▶ **WORK TO DO**:
Convert every line of the records below into a numbered list, omitting any blank lines and excluding the pictures.

== RECORDS SUPPLIED ==

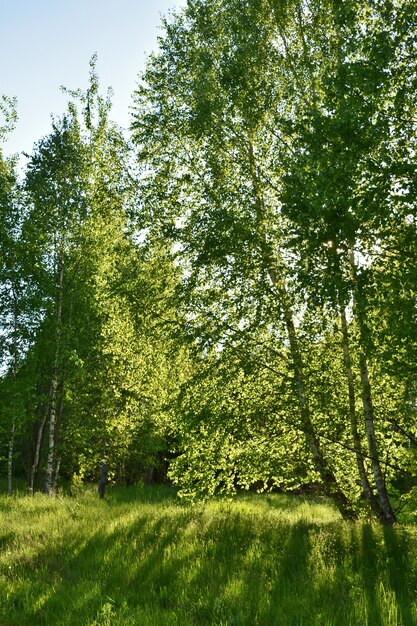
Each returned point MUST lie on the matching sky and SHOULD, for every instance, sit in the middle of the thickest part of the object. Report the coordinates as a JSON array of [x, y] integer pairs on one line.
[[48, 43]]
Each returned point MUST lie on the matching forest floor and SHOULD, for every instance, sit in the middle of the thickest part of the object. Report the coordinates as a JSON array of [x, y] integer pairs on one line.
[[142, 557]]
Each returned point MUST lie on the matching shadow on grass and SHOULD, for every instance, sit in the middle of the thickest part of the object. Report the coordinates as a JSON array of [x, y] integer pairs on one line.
[[161, 566]]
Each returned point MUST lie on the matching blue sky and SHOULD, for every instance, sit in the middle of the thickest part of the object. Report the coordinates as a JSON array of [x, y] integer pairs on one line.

===

▶ **SOLUTION**:
1. Each returned point MUST lie on the matching sky and SHOULD, for every instance, sit in the middle of the thickest part of the object. Report the coordinates as a JSON array of [x, y] integer pairs on one line.
2. [[48, 43]]
3. Each returned point MUST lie on the matching forest floor and SHOULD, for every instance, sit in the middle of the thickest part of the object. Report the coordinates as a JSON array of [x, y] integer pairs on one line.
4. [[142, 557]]
5. Each returned point MUST lie on the matching shadow on grass and SHOULD, for every instance, sit in the middle of the thickest part of the object. Report the coordinates as a JSON array of [x, y] integer pairs on one line.
6. [[161, 566]]
7. Each returned point MUST lie on the matching blue sky and SHOULD, for every instance, sit in the middle of the thickest part of the object. Report the coordinates as a JSON array of [x, y] integer pairs on one line.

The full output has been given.